Copy every record below exactly as it appears.

[Saved entries]

BEGIN

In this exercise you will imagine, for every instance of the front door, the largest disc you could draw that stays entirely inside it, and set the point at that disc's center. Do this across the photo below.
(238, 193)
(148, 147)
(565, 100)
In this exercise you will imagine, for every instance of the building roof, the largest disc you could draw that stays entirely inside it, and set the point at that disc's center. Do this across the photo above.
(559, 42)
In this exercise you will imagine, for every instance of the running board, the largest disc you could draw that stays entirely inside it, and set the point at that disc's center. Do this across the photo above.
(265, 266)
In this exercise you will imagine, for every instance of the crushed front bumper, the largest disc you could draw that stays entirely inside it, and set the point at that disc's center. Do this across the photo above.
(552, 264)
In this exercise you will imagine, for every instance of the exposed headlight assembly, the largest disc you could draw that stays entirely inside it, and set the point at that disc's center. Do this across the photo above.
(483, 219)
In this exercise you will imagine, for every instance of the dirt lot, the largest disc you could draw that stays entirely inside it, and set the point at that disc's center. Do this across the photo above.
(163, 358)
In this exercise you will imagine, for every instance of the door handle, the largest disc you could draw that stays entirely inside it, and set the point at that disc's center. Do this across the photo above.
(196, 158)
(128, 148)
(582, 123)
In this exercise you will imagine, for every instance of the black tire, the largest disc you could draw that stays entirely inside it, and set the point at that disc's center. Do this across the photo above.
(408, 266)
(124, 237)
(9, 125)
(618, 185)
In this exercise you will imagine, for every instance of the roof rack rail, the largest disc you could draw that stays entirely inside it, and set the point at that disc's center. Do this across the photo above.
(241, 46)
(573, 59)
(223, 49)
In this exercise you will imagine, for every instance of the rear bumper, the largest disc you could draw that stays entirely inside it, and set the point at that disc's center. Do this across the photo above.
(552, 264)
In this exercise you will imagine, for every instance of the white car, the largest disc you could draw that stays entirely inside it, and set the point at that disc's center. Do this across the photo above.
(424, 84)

END

- WRITTEN REPLY
In this exercise you will imagine, for every instance of the front door, the largest disc you could draw that stays entirely inside it, and set the point at that disc's center. Do this across the photo below.
(238, 193)
(148, 147)
(565, 100)
In this exercise you will imagine, for every instance of the building roof, the largest disc you could draw that stays entirely inside it, and set the point at that disc's center. Do this across the photo above.
(559, 42)
In this exercise you will imagine, for every instance of the running board, the largest disc you could draw that stays entirely inside it, and set the point at that disc's center. Do this across the photo above.
(265, 266)
In this exercise you will imagine, for every instance of the crushed front bumper, the largest disc you could draw that stays entirely inside it, and set the point at that disc's center. Do this across the photo above.
(552, 264)
In this exercise you will imagine, for every instance of the exposed headlight assembly, the largest disc you could draw that stays entirely inside it, and set the point at that disc's center. Do this across the photo above.
(483, 219)
In this exercise you will imagine, for every instance of the dirt lot, the largest disc you could draw that stays entirely inside it, and set the point at that disc's center. Do this across the photo above.
(163, 358)
In this exercise you will imagine, for every instance of the door handle, the largest disc you could draw that stays entirely inside it, and set the point at that disc's center. Do this across the photo above.
(196, 158)
(128, 148)
(582, 123)
In this exercise you will imagine, for every instance of the black tire, the largest disc you could draw that stays entirely inside it, and set the point at that disc's center. Do this across the photo above.
(408, 266)
(124, 237)
(9, 125)
(618, 185)
In this exercise you will imagine, for every instance of the roof rack rail, the largest disc you could draw that stays entirely inside it, and set the point at that disc's center. Do this across the photo above.
(241, 46)
(573, 59)
(223, 49)
In this exercise you will imagine, for every instance of the rear bumper, the largest disc you could draw that stays entirely inside it, and set the point at that disc's center. Do this across the photo above.
(552, 264)
In this exercise you will imagine, for every instance of the white car, the largest disc you could draw that stays entirely inside it, and set the point at that disc's center. Do this across the photo above.
(424, 84)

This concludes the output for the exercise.